=== Instructions ===
1. Please check whether each statement, (a), (b) and (c), agrees with the text on access to scientific literature, answering yes or no and quoting its deciding words. (a) The Supreme Court decision in Brown vs. Board of Education came in 1954. (b) About half of published papers can be accessed freely. (c) Readers who cannot pay have access only to OA journals.
2. Extend the text on access to scientific literature, picking up after its final sentence.

=== Reading text ===
━━━━━━
The concepts of equal versus equivalent access to the scientific literature are discussed

In 1954, the United States Supreme Court in a landmark decision of Brown vs. Board of Education of Topeka, Kansas sharply repudiated the "separate but equal" principle of public education. The Court concluded that racially segregated education is "inherently unequal". In scientific publishing today, there exist two segregated means of knowledge dissemination --- the subscription journals and the Open Access (OA) journals. For those who can pay, there is immediate access to scientific papers published in both subscription and OA journals; those who cannot pay can access only OA journals. The status quo is thus an "inherently unequal" playing field between the "haves" and the "have nots".

How unequal is the current situation? In an August 1, 2011 posting on the Nature News website, Richard Van Noorden reported that "the proportion of research papers freely available is slowly and steadily creeping upwards... in 2009, it's above 28%. (Some of this literature is not immediately available at the time that it is published, because of journal policies that impose embargo periods on when material can become free)". The good news is that approximately 30% of published papers can be accessed freely. The bad news is that 70% of published, publicly funded research remains off-limits to those who cannot pay.

Can equal access be had by the "haves" and the "have nots"? To the extent that the subscription and OA tracks will likely co-exist, the foreseeable future is a "separate and unequal" reality. Without equal access, the next best goal is perhaps to achieve equivalent access.

What is equivalent access? Imagine two very similar papers reaching essentially the same conclusions; one is published in a subscription journal and the other published in an OA journal. The paying reader can read both papers; the non-paying person can read only the OA paper. This is "unequal" access. However, if the OA paper sufficiently conveys the same information as the subscription paper, then it is possible that "equivalent" knowledge is conveyed to both the can-pay and cannot-pay audiences.
━━━━━━
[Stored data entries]
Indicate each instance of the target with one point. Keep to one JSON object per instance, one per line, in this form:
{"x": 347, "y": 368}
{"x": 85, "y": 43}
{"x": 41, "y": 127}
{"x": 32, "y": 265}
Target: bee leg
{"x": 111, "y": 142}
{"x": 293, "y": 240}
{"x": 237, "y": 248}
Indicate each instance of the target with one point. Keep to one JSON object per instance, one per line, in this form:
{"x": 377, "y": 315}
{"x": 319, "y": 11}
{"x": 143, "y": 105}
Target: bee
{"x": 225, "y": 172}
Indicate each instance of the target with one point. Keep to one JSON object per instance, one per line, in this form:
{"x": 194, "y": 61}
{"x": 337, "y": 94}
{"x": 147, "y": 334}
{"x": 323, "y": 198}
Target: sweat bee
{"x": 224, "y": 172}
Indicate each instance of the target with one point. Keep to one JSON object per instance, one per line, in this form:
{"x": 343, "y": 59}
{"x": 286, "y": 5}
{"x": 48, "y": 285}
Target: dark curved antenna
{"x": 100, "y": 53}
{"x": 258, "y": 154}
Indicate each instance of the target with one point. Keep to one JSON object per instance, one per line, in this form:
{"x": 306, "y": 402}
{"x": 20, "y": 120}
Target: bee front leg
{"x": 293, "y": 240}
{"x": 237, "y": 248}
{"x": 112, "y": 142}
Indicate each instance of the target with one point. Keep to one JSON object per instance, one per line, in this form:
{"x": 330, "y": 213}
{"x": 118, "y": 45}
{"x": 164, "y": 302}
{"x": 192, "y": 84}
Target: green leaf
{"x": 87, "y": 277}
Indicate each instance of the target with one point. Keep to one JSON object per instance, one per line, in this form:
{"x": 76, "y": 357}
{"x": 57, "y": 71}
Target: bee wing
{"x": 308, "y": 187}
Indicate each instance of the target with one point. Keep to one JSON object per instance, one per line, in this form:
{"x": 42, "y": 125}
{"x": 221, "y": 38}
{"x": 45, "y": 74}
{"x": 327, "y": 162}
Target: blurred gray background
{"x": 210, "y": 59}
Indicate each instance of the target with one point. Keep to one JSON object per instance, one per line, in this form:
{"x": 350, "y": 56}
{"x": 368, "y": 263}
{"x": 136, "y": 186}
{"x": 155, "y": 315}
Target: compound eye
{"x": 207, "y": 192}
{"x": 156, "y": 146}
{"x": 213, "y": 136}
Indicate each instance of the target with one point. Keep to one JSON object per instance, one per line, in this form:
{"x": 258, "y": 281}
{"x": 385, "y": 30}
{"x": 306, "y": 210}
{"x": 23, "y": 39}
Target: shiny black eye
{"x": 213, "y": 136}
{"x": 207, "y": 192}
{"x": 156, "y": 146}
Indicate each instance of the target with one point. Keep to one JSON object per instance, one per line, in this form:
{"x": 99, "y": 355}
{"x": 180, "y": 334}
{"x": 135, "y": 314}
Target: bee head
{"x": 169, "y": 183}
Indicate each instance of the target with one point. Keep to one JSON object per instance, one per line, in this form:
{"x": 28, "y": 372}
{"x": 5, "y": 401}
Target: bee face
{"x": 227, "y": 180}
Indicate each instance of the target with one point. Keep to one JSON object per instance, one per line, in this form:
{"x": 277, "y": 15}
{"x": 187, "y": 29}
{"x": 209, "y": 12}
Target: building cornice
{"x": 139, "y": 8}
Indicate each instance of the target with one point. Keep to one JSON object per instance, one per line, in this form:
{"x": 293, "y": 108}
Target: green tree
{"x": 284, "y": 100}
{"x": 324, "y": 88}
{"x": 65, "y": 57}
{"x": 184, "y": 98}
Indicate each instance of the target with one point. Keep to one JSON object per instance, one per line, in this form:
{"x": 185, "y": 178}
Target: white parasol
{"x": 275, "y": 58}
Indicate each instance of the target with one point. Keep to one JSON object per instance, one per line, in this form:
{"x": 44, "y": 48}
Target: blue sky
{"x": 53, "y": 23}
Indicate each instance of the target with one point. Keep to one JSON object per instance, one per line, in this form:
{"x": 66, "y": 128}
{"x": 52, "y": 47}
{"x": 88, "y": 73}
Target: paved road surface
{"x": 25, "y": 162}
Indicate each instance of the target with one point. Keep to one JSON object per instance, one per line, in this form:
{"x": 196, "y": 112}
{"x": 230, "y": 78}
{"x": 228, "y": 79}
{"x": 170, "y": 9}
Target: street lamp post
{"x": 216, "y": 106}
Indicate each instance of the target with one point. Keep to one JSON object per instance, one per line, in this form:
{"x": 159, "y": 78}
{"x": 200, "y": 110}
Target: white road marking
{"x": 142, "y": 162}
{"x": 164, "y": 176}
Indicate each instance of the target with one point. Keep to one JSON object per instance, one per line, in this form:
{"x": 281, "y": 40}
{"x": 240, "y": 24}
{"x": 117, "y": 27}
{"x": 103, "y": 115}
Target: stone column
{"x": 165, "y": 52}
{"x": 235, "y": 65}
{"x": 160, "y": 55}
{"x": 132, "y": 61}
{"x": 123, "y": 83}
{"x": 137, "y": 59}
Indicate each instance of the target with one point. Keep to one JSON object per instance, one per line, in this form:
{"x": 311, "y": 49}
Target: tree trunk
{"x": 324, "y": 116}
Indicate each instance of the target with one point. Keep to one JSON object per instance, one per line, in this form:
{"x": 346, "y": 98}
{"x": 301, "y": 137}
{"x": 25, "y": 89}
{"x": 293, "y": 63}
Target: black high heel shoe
━━━━━━
=== Results by task ===
1.
(a) Yes: "In 1954, the United States Supreme Court in a landmark decision of Brown vs. Board of Education of Topeka, Kansas sharply repudiated the "separate but equal" principle of public education."
(b) No: "The good news is that approximately 30% of published papers can be accessed freely."
(c) Yes: "those who cannot pay can access only OA journals."

2.
The equivalent access concept works only if subscription and OA journals can attract and publish, in chronological proximity, similar articles of comparable quality and impact. Practically speaking, for this to occur, OA journals need to achieve quality metrics (e.g. Impact Factor numbers) that match their subscription counterparts. The Retrovirology experience suggests that such benchmark can be achieved (Figure 1).

Figure 1
figure 1

Impact factor numbers from 2010 ISI-Thomson Reuters data that compare Retrovirology with nine other subscription journals. Seven of the nine journals publish basic virological research papers. The Journal of Biological Chemistry and the Journal of Molecular Biology are included for comparison to two well-established journals that publish basic research papers in biochemistry and molecular biology.

Achieving qualitative parity will go a long way towards advancing equivalent access to important biological findings. One could raise the recent XMRV-Chronic Fatigue Syndrome controversy [1] as an example. A strongly credible case can be made that OA readers who read only Retrovirology papers [29] knowledgeably reached the equivalent scientific conclusion regarding this topic as those who read the subscription-based literature.

The quality of OA publishing will continue to improve. In 2012, Cell will launch a top tier OA publication, Cell Reports; and the Wellcome Trust/the Howard Hughes Medical Institute/the Max Planck Society will also start a similarly high profile OA journal. Because intelligence and ambition are distributed equally around the globe [10], freely available equivalent access to timely knowledge matters. "Separate but equivalent" may become the watchword of 21st century publishing.